Что нужно сделать:
a - Согласуются ли с фрагментом о женской поэзии следующие утверждения: (i) Жанин Беланже опубликовала «Стансы вечному небытию» в 1941 году; (ii) фотографию Жанин Беланже найти удалось; (iii) «История французской литературы в Квебеке» издана в трёх томах? На каждое ответьте «да» или «нет» и приведите решающие слова фрагмента дословно.
b - Продолжите фрагмент о женской поэзии, начав сразу после его последнего предложения.

──────── Фрагмент документа

Брови – ворона крылья, об этом кто пел?
Рот – как спелые вишни, а как же ещё?
Нос мой греческий?, римский?, курнос ли?, смешон?
Шея лебедя? Правда? И руки мягки?
Мне никто никогда не сказал... Пустяки,
Это – милая ложь, что диктует любовь,
Что всегда повторяют, всегда... вновь и вновь,
В полутьме, шепотком, даже если – враньё,
Что тобой навсегда он сражён и пленён,
Как индеец беззвучно по лесу крадясь,
Пьян свободою, горд и прекрасен, как князь,
Не доверит он вам ни шелков, ни монист,
Ни сокровищ иных, лишь разбойничий свист,
Он не демон, не ангел... так в чём же секрет,
В чём загадка сердец беспокойных ? Рассвет
Чары ночи развеет, все жесты, слова,
Что сладки так, как сладко он вас целовал.

Всё равно, даже если понять ничего не дано,
Всё любовью в душе моей оживлено.

Последней в нашем списке фигурирует Жанин Беланже, (мне не удалось найти её фотографии, увы) доктор философии, ставшая монахиней и опубликовавшая в 1941 году «Стансы вечному небытию», в которых христианская мистика выражается порой в стихах нарочито наивных, фантазийных, как это вот стихотворение:

Пасха


Я – беленький ангец пропащий,
Тот, что заблудился в лугах,
Овин мой не виден, я чувствую страх,
Я – маленький агнец пропащий...

Где ты, пастушок мой, мой Пастырь,
Прийди за пропащим дружком,
В тунике простой, с посошком,
Где ж ты, пастушок мой, мой Пастырь?

Прийди, о, мой Пастырь! Взываю,
Прийди на мой зов мой, на плачь мой!
Я верю, не может он быть напрасным,
На мой зов прийди же! Взываю...

Прийди, мой Пастырь, молю Тебя,
Шепчу Тебе я с надеждой новой:
«Согрей меня своим ореолом,
Как мать согревает своё дитя!»

И в заключении – несколько слов относительно «женского романтизма», которые я нашёл во втором томе четырёхтомной «Истории французской литературы в Квебеке» под редакцией Пьера де Гранпре:
Любовь напрасно искомая, любовь потерянная и сожалеемая, любовь сублимированная в религиозном мистицизме, а с формальной точки зрения – рифмованные стихи заменяемые на свободную просодию, скандируемые с определённым внутренним ритмом: вот итог женской поэзии, этого курьёзного, но довольно мощного движения запоздалого и держащегося в тени женского романтизма в период между двух мировых войн. Среди средств, используемых в поэзии этого периода, немало заимствований из символизма, отчасти из сюрреализма. Всё это подготовило следующий пятнадцатилетний этап, начавшийся сразу после Второй Мировой войны...

────────────────
──────── Приведённый перечень

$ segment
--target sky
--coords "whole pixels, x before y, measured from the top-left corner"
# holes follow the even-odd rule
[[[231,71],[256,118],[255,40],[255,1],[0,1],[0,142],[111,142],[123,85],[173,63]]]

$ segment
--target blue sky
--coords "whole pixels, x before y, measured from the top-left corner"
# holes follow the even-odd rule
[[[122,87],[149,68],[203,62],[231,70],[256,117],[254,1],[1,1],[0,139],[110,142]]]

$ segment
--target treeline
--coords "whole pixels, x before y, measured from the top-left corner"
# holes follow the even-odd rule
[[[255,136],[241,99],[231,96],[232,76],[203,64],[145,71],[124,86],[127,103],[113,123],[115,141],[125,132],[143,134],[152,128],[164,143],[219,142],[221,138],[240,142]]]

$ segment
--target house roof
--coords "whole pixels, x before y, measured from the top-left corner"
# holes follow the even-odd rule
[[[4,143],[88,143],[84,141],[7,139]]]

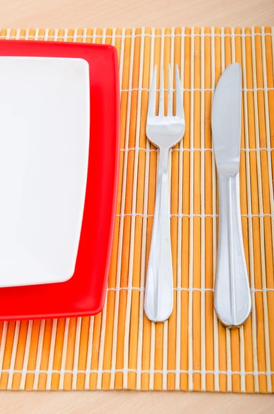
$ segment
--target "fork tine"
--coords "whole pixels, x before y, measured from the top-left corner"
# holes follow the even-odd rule
[[[164,66],[161,66],[160,97],[159,100],[159,116],[164,115]]]
[[[168,65],[168,117],[172,117],[173,115],[173,92],[171,90],[171,75],[170,65]]]
[[[182,86],[179,75],[178,66],[176,64],[176,117],[184,118],[183,96],[182,93]]]
[[[148,117],[155,116],[156,107],[156,72],[157,66],[154,67],[153,79],[151,80],[150,90],[149,91],[148,98]]]

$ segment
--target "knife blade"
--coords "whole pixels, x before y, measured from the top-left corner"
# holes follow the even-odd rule
[[[248,317],[251,297],[242,231],[239,153],[242,71],[232,63],[215,92],[211,128],[219,184],[219,242],[214,306],[226,326],[239,326]]]

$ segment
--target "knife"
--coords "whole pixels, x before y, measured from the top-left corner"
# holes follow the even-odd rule
[[[251,311],[239,199],[242,72],[232,63],[214,95],[211,128],[218,171],[219,240],[214,306],[226,326],[239,326]]]

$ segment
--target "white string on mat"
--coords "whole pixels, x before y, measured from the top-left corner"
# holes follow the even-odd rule
[[[108,291],[109,291],[109,290],[111,291],[111,290],[139,290],[139,292],[144,292],[146,289],[144,287],[128,286],[123,286],[123,287],[117,286],[115,288],[108,288],[107,290],[108,290]],[[197,290],[197,292],[214,292],[215,289],[213,289],[212,288],[177,287],[177,288],[173,288],[173,290],[178,291],[178,292],[182,292],[182,291],[195,292],[195,290]],[[255,289],[255,288],[251,288],[251,292],[274,292],[274,288],[263,288],[262,289]]]
[[[179,373],[179,374],[224,374],[225,375],[274,375],[274,371],[220,371],[220,370],[195,370],[195,369],[166,369],[166,370],[137,370],[133,368],[121,368],[121,369],[103,369],[103,370],[92,370],[92,369],[87,369],[87,370],[69,370],[69,369],[60,369],[60,370],[28,370],[28,369],[22,369],[22,370],[17,370],[17,369],[1,369],[0,370],[0,373],[6,373],[8,374],[23,374],[25,375],[28,374],[60,374],[64,375],[65,374],[98,374],[98,373],[110,373],[115,374],[117,373],[135,373],[139,374],[150,374],[154,375],[155,374],[168,374],[168,373]],[[63,389],[63,388],[60,388]]]
[[[0,29],[1,30],[1,29]],[[29,30],[29,29],[28,29]],[[48,30],[48,29],[46,29]],[[56,29],[57,30],[60,29]],[[89,34],[77,34],[77,37],[81,39],[92,39],[94,37],[94,34],[92,35]],[[116,37],[121,37],[122,39],[126,38],[131,38],[135,39],[137,37],[151,37],[151,38],[157,38],[157,37],[265,37],[266,36],[273,37],[273,33],[252,33],[252,34],[246,34],[246,33],[164,33],[162,34],[155,34],[150,33],[140,33],[139,34],[117,34]],[[5,37],[6,38],[6,36]],[[45,40],[48,40],[48,38],[52,37],[52,36],[46,34],[43,37]],[[97,34],[96,37],[102,37],[101,34]],[[112,37],[111,34],[107,34],[106,38]],[[15,36],[10,36],[9,39],[14,39]],[[64,39],[64,36],[59,35],[59,39]],[[25,39],[25,37],[23,35],[19,35],[17,39]],[[68,36],[66,39],[74,39],[74,36]]]
[[[164,88],[164,91],[168,92],[168,89],[166,88]],[[173,92],[176,92],[176,90],[174,88],[171,88],[171,90]],[[215,90],[215,88],[182,88],[182,92],[214,92]],[[246,88],[242,88],[242,90],[243,92],[257,92],[258,90],[264,90],[264,91],[268,91],[268,90],[274,90],[274,88],[250,88],[248,89],[247,89]],[[139,91],[144,91],[144,92],[149,92],[149,89],[148,88],[132,88],[130,89],[121,89],[121,92],[139,92]],[[157,92],[160,92],[159,89],[156,89]]]
[[[257,152],[260,152],[260,151],[273,151],[274,150],[274,148],[270,148],[270,147],[267,147],[267,148],[241,148],[241,151],[246,151],[246,152],[250,152],[252,151],[257,151]],[[145,151],[146,152],[157,152],[158,150],[157,148],[154,149],[154,148],[140,148],[140,147],[131,147],[129,148],[120,148],[120,151],[122,152],[126,152],[126,151]],[[179,148],[171,148],[170,151],[173,152],[173,151],[179,151],[179,152],[184,152],[184,151],[187,151],[188,152],[191,152],[192,151],[211,151],[211,152],[214,152],[214,149],[213,148],[184,148],[183,147],[180,147]]]
[[[117,217],[136,217],[136,216],[140,216],[141,217],[144,218],[148,218],[148,217],[154,217],[154,215],[146,215],[146,214],[142,214],[141,213],[125,213],[125,214],[117,214],[116,215]],[[252,218],[252,217],[274,217],[274,213],[260,213],[259,214],[242,214],[241,216],[242,217],[249,217],[249,218]],[[177,214],[170,214],[170,217],[213,217],[213,218],[216,218],[219,217],[219,215],[217,214],[182,214],[182,213],[177,213]]]

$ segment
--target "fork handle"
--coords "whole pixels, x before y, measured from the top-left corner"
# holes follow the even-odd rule
[[[251,297],[242,232],[239,173],[219,174],[219,244],[215,308],[227,326],[242,325]]]
[[[173,307],[170,204],[168,191],[169,148],[161,148],[153,235],[146,276],[145,312],[149,319],[167,319]]]

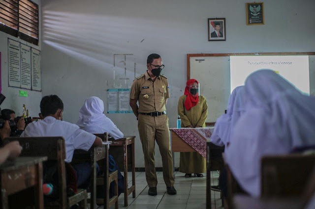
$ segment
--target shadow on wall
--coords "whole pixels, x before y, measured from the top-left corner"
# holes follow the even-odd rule
[[[45,7],[42,20],[44,43],[99,69],[112,67],[114,53],[151,51],[159,39],[162,45],[166,40],[169,42],[169,34],[174,34],[170,30],[174,30],[157,31],[165,26],[154,20],[57,12]],[[173,47],[158,46],[164,50]]]

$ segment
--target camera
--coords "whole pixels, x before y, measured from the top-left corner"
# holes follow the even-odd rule
[[[0,94],[0,105],[3,102],[5,99],[5,97],[2,94]],[[0,107],[0,117],[1,117],[1,108]],[[3,128],[4,126],[4,120],[0,118],[0,129]]]
[[[5,97],[3,94],[0,94],[0,105],[4,101],[5,99]],[[8,118],[6,116],[4,116],[4,115],[1,115],[1,108],[0,108],[0,118],[0,118],[0,129],[3,128],[3,126],[4,126],[4,121],[5,121],[5,120],[8,120],[9,121],[9,126],[11,129],[11,132],[15,132],[17,130],[16,124],[20,119],[23,117],[22,116],[18,116],[15,118],[14,120],[9,120],[9,117]],[[31,117],[24,118],[24,119],[25,121],[26,126],[27,126],[28,124],[32,122],[32,118]]]

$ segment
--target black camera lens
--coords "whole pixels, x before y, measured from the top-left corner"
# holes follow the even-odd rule
[[[16,125],[14,120],[10,120],[9,121],[9,126],[10,126],[11,132],[14,132],[16,131]]]
[[[2,119],[0,119],[0,129],[3,128],[4,126],[4,122],[5,121]],[[9,121],[9,126],[11,129],[11,132],[15,131],[16,131],[16,126],[15,125],[15,121],[13,120],[10,120]]]

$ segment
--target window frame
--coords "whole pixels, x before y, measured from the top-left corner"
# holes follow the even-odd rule
[[[29,23],[29,24],[30,25],[32,25],[33,26],[32,26],[31,25],[31,27],[30,27],[30,28],[32,28],[32,29],[33,29],[34,30],[37,30],[37,33],[33,31],[30,31],[29,30],[28,30],[27,28],[25,28],[24,27],[23,27],[22,26],[21,26],[21,28],[23,28],[24,30],[29,30],[32,33],[33,33],[34,34],[35,34],[35,35],[37,35],[37,39],[35,38],[34,38],[33,37],[32,37],[31,35],[26,34],[24,33],[23,32],[22,32],[20,29],[20,25],[22,24],[24,24],[23,23],[21,23],[21,21],[20,21],[20,2],[22,2],[22,3],[24,4],[26,4],[26,3],[24,2],[23,1],[22,1],[22,0],[2,0],[4,2],[6,2],[8,4],[10,4],[14,6],[16,6],[16,8],[14,8],[14,9],[17,9],[17,16],[15,16],[16,17],[17,20],[16,21],[16,27],[17,28],[15,29],[13,27],[10,27],[10,26],[5,25],[5,24],[2,23],[2,22],[0,22],[0,31],[1,31],[2,32],[4,32],[6,33],[7,33],[9,35],[11,35],[13,36],[17,37],[18,38],[20,38],[20,39],[23,40],[25,41],[27,41],[29,43],[30,43],[31,44],[34,44],[35,45],[38,46],[38,43],[39,43],[39,8],[38,8],[38,4],[33,2],[31,0],[24,0],[24,1],[27,1],[31,3],[31,4],[33,4],[35,7],[36,9],[35,9],[36,11],[37,11],[37,17],[36,17],[36,14],[35,14],[35,12],[33,12],[32,11],[31,11],[33,13],[35,14],[35,16],[33,16],[33,17],[35,17],[35,18],[37,18],[37,23],[30,23],[29,21],[28,21],[27,20],[25,20],[24,19],[21,18],[23,21],[24,21],[24,22],[26,22]],[[17,5],[14,5],[14,4],[12,4],[11,3],[12,2],[15,2]],[[2,4],[3,5],[3,2],[0,2],[0,4]],[[7,7],[8,8],[10,8],[8,7],[6,5],[4,5],[5,6]],[[23,6],[23,8],[25,8],[26,9],[28,9],[28,8],[25,8],[25,6],[21,5],[21,6]],[[0,7],[0,8],[1,8]],[[12,9],[12,10],[14,10],[14,9],[12,9],[11,8],[10,8],[11,9]],[[5,11],[5,9],[3,9],[3,10]],[[23,11],[23,10],[21,10]],[[24,12],[25,12],[25,11],[23,11]],[[1,13],[1,14],[2,15],[6,15],[5,14],[4,14],[2,12],[1,12],[1,11],[0,11],[0,13]],[[14,15],[14,14],[12,13],[12,15]],[[6,17],[8,17],[10,19],[15,19],[15,18],[13,18],[12,17],[10,17],[9,16],[6,16]],[[8,22],[9,22],[8,21],[7,21]],[[14,24],[14,23],[12,23],[13,24]],[[29,26],[29,25],[27,26]]]

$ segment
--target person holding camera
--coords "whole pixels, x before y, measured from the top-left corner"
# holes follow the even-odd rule
[[[3,109],[1,110],[1,118],[9,121],[11,129],[10,136],[20,136],[23,132],[26,124],[23,117],[16,117],[15,112],[10,109]]]
[[[9,126],[9,122],[4,121],[2,129],[0,129],[0,138],[3,140],[4,138],[10,136],[11,129]],[[0,149],[0,165],[3,163],[8,158],[17,157],[21,154],[22,147],[18,141],[12,141],[6,144]]]

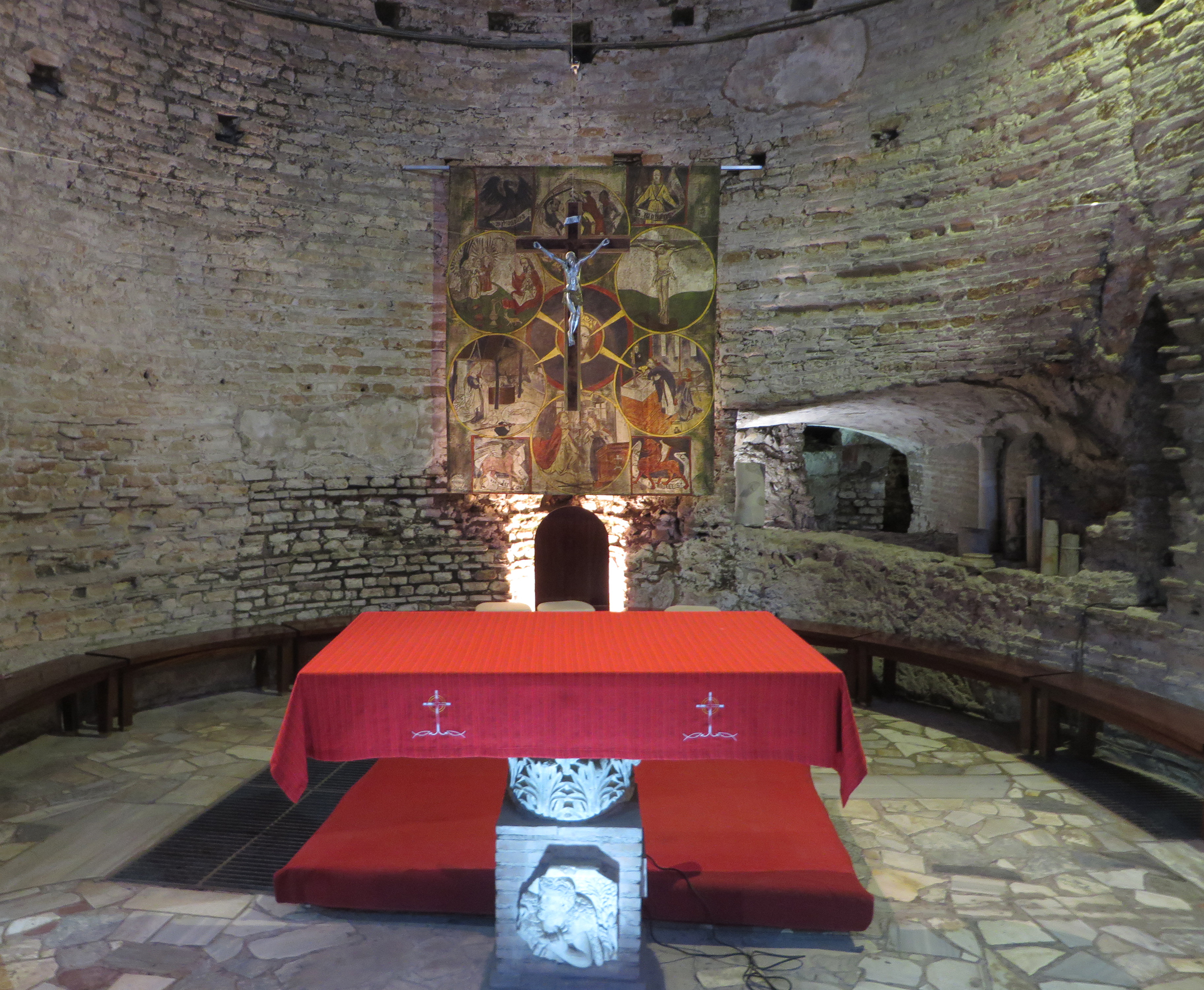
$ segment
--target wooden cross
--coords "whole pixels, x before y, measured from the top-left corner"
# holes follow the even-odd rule
[[[613,234],[583,237],[580,210],[582,206],[579,202],[568,204],[568,217],[565,222],[563,237],[518,237],[517,248],[519,251],[536,251],[535,243],[538,241],[548,251],[571,251],[578,258],[582,258],[594,251],[603,240],[608,240],[610,243],[602,248],[602,254],[627,251],[631,247],[630,237],[616,237]],[[567,304],[561,317],[561,325],[568,325]],[[582,329],[584,330],[584,325]],[[580,400],[578,397],[582,378],[580,337],[582,335],[578,332],[573,342],[565,348],[565,408],[569,412],[577,412],[580,408]]]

────────────────

Готовые ответы:
a -
(i) Да: «опубликовавшая в 1941 году «Стансы вечному небытию»».
(ii) Нет: «мне не удалось найти её фотографии, увы».
(iii) Нет: «во втором томе четырёхтомной «Истории французской литературы в Квебеке»».

b -
(продолжение следует)


[1] Эва Сенекаль, Меджи Везина, Жоветт Бернье и Алис Лёмьё продолжали традицию пост-романтизма, прославляя свободную любовь в духе эстетики символизма с сильным уклоном в религиозный мистицизм. Наряду с ними можно назвать и Симону Рутье, Сесиль Шабо, Жанин Беланже и ту же Рину Ланье в самом начале её творческой деятельности.
[2] Замечу в скобках, что право голосовать женщины Квебека получили только в 1940 году, благодаря усилиям многих феминисток, среди которых была всем известная Тереза Касгрэн.
[3] Эва Сенекаль – автор всего двух поэтических сборников, первый из которых «Немного страхов... немного жара» (1927) остался незамеченным, но второй, о котором мы говорим, - получил премию Давида. Кроме того Эва Сенекаль – автор двух скандальных психологических романов, о которых мы ещё поговорим отдельно.
[4] В сноске мне хотелось бы предложить вниманию читателей перевод одного из стихотворений Анны де Ноай, выполненный Всеволодом Рождественским:

Для вас, о юноши, мой каждый стих рождался,
            Для сердцем молодых,
И, как на яблоке, с тех пор на нем остался
            След от зубов моих.

И рук моих тепло еще хранят страницы,
            И горечь той слезы,
Что уронила я при отсвете зарницы
            Смолкающей грозы.

В тени, которую отбрасывает лира,
            Оставила я взгляд
И сердце, жадное ко всем соблазнам мира,
            И боли всех утрат.

Я солнца на лице вам отдаю сиянье
            Из тысячи лучей,
И сердце слабое, таящее желанье
            Иных, счастливых дней.

Вам отдаю я всё, что пережито мною:
            Нежнее шелка сны
И волосы мои, что спорят с тьмой ночною
            В сиянии луны.

К вам в сумрачном плаще, смиренной, босоногой
            Идет судьба моя –
Одна из тех, кто брел кремнистою дорогой
            В пустыне бытия.

Я оставляю вам цветенье роз, азалий,
            Сад моего дворца,
Рожденного мечтой, и тайну той печали,
            Которой нет конца.
[5] Об этом уважаемом авторе мы поговорим в следующем номере наший «Квебекских Тетрадей».